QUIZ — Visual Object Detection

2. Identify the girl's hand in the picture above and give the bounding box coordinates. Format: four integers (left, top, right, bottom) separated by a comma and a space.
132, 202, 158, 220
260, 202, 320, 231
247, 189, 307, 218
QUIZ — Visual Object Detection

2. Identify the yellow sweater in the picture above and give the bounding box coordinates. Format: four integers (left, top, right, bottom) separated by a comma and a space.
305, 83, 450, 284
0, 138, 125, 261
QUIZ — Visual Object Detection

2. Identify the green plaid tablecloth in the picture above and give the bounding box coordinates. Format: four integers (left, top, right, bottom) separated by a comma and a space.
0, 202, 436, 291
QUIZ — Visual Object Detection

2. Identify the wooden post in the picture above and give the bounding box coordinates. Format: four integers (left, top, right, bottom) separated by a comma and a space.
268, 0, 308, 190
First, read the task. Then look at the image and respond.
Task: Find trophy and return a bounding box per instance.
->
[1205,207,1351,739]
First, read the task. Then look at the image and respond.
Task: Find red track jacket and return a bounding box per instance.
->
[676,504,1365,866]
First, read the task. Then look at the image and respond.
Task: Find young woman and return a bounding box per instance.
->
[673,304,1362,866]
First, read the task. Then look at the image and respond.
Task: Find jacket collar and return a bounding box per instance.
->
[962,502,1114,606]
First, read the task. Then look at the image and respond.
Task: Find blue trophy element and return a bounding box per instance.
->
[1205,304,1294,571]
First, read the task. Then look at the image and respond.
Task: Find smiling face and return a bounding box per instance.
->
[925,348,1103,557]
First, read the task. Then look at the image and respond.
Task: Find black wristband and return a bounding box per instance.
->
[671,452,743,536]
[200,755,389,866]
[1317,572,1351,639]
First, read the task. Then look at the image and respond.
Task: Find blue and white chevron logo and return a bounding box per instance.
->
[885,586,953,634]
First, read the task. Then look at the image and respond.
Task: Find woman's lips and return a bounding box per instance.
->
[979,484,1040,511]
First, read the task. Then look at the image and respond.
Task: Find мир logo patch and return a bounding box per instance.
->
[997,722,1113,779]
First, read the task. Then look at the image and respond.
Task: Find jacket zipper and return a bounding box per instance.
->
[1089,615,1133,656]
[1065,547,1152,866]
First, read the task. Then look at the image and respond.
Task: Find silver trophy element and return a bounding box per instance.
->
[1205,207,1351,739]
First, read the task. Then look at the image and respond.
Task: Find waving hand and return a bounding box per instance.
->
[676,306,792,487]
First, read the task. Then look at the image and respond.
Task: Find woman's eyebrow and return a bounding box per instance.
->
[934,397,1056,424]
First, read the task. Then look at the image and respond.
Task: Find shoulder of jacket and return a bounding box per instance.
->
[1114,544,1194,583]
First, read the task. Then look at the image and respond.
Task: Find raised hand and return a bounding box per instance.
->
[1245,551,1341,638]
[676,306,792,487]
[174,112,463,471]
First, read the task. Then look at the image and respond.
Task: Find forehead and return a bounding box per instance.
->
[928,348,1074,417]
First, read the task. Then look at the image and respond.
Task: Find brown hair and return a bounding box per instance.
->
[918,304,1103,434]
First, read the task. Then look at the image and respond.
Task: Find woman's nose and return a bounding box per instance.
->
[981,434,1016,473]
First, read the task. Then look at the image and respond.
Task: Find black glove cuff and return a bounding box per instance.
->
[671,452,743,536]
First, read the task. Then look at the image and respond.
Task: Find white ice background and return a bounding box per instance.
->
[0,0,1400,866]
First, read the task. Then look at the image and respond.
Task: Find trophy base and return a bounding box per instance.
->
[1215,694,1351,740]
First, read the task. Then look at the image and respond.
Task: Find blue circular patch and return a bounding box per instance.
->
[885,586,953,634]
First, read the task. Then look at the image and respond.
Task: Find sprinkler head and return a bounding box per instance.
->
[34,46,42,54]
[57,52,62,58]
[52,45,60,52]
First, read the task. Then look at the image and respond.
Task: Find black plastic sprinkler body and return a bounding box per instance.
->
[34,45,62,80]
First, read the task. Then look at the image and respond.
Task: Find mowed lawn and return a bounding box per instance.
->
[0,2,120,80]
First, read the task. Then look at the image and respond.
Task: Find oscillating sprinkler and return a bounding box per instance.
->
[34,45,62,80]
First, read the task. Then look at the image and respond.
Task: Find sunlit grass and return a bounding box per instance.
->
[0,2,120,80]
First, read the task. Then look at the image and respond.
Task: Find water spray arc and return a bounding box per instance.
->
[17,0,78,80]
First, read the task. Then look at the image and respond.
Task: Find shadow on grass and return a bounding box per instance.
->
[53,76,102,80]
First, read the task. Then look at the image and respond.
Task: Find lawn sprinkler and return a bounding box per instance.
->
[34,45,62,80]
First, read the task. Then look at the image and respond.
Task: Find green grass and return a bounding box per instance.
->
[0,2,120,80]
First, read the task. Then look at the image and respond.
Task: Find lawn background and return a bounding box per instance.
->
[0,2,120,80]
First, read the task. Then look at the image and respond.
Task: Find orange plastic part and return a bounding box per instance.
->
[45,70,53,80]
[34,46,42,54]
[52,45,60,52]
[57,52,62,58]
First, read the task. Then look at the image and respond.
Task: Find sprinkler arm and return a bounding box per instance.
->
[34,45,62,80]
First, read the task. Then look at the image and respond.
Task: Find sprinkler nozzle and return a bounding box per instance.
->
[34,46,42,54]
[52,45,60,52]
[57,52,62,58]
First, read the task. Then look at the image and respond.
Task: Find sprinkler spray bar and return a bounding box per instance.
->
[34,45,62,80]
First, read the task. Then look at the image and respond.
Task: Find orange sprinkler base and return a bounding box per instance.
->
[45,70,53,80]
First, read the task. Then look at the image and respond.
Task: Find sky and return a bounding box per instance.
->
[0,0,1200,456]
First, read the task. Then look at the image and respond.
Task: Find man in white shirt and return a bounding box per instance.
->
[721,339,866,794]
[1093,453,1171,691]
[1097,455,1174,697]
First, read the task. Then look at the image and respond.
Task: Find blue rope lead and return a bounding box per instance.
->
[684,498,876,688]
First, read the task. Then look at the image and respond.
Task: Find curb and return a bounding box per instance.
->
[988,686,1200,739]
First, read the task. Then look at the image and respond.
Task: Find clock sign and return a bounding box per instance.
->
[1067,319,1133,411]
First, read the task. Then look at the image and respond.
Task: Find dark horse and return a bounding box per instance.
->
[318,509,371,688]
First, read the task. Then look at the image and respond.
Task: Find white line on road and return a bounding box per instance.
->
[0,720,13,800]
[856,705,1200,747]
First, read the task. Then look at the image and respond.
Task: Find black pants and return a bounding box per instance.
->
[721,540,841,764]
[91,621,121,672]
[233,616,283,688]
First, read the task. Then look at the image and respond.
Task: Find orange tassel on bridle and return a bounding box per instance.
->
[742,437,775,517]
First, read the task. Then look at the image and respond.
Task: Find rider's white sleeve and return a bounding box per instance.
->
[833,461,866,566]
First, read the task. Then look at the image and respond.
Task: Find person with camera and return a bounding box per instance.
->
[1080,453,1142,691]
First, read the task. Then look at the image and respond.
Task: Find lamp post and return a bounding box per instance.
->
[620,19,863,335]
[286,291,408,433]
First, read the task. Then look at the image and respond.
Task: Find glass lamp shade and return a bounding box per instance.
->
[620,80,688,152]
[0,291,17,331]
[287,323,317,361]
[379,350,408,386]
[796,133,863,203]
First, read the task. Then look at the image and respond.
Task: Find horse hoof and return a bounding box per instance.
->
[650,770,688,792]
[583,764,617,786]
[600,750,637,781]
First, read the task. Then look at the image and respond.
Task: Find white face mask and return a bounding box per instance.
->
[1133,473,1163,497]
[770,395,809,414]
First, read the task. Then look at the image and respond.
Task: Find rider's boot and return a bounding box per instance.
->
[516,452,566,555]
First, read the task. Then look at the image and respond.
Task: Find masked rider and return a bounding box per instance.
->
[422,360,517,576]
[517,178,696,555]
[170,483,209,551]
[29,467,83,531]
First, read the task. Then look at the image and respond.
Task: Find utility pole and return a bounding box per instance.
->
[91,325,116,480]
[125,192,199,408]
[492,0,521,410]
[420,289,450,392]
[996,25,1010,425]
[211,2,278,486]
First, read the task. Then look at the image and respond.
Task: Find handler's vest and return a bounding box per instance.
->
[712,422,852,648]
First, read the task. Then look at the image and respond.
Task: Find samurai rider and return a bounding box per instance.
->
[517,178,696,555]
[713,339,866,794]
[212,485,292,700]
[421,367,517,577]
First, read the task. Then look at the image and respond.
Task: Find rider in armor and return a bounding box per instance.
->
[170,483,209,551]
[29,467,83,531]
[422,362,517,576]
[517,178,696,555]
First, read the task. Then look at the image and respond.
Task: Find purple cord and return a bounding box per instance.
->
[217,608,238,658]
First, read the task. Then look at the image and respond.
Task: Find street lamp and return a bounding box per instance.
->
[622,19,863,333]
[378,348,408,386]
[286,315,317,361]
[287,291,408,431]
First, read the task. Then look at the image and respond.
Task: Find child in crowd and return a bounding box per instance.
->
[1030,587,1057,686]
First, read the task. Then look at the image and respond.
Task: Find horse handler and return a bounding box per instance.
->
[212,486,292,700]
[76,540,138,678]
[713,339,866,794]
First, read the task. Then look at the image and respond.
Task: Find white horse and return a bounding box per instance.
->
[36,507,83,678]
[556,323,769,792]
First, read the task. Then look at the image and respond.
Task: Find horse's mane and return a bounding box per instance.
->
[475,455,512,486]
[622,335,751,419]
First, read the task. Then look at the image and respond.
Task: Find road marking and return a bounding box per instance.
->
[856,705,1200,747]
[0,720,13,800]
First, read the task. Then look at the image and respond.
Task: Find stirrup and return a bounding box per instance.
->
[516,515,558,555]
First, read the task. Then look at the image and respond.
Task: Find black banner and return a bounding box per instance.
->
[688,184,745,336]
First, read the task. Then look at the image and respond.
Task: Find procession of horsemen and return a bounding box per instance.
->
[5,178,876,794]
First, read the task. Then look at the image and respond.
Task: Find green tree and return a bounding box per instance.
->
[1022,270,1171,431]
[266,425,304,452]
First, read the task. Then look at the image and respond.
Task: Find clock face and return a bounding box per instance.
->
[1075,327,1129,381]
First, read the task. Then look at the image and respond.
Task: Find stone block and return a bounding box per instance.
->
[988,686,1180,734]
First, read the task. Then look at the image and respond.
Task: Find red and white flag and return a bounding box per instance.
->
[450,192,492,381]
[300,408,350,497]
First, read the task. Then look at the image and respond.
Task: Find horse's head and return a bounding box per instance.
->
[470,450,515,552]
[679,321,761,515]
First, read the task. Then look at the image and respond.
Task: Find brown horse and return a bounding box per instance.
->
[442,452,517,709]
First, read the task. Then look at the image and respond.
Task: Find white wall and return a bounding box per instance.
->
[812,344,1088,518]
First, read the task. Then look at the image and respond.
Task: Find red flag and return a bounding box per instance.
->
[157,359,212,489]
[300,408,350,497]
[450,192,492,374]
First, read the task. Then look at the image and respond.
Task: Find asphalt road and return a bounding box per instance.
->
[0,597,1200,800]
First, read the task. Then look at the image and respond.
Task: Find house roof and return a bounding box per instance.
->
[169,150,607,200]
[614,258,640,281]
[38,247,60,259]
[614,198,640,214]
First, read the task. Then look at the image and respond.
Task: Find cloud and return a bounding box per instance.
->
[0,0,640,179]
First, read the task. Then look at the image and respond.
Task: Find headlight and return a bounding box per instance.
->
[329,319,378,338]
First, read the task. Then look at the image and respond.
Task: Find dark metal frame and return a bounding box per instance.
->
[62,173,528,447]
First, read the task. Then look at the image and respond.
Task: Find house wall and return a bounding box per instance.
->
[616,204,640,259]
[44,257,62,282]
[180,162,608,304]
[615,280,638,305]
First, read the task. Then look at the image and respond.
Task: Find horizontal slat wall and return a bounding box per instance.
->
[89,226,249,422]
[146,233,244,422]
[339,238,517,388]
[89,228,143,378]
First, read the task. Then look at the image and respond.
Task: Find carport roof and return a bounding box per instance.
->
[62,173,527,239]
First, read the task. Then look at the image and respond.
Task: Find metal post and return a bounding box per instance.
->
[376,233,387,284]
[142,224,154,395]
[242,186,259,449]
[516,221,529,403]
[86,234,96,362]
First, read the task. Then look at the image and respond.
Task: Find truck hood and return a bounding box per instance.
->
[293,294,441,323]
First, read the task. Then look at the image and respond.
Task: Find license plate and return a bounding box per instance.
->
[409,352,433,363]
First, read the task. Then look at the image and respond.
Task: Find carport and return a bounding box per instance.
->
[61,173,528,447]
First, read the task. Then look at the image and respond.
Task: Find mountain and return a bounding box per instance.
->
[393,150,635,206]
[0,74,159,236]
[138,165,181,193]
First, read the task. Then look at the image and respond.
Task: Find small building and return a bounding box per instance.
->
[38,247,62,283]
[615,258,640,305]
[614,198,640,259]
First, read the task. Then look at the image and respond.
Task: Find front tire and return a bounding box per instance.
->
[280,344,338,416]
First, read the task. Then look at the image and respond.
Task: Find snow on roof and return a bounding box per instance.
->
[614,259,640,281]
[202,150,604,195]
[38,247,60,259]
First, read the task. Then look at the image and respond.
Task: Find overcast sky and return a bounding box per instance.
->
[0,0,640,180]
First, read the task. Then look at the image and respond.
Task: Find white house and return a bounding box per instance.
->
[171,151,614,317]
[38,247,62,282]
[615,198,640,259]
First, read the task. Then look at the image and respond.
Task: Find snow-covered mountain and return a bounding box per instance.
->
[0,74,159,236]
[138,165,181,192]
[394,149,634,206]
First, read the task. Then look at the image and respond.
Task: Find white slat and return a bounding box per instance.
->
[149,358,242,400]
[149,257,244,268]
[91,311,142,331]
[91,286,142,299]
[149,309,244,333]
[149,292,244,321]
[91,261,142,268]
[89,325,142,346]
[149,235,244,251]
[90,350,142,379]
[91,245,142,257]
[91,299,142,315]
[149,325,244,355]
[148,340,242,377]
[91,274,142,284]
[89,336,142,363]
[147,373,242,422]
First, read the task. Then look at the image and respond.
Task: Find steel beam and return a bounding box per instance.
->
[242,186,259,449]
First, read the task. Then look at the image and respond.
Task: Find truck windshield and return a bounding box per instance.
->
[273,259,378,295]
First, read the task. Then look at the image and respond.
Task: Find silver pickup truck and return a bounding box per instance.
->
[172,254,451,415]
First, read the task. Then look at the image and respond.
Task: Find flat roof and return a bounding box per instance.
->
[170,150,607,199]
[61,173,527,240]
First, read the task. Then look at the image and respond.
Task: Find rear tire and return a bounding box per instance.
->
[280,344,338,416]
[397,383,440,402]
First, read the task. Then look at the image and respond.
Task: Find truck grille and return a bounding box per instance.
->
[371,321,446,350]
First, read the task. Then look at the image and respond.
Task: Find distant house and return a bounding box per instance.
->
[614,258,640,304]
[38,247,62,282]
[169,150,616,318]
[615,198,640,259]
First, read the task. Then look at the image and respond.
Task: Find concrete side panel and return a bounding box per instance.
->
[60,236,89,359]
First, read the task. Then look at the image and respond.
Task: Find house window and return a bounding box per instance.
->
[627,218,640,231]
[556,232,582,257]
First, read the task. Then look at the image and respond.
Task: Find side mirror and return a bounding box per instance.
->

**Task to complete**
Copy out everything in the data above, from its first line down to and including the line containing "0, 202, 436, 291". Reproduce each line without alteration.

**Exercise result**
QUIZ — Visual Object Detection

2. Identify the girl's hand in the picture above and give the bounding box coordinates. Format: four integers (left, top, right, bottom) separated by a comma and a space.
132, 202, 158, 220
260, 202, 320, 231
247, 189, 307, 218
QUIZ — Visual Object Detection

2. Identify the yellow sweater in the picture above and give the bounding box coordinates. Format: four integers (left, top, right, bottom) separated by a comma and a space.
305, 83, 450, 284
0, 138, 125, 261
QUIZ — Visual Object Detection

2. Identify the green plaid tablecloth in the picture above and give the bounding box coordinates. Format: four integers (left, top, right, bottom) separated by a comma and a space.
0, 202, 436, 291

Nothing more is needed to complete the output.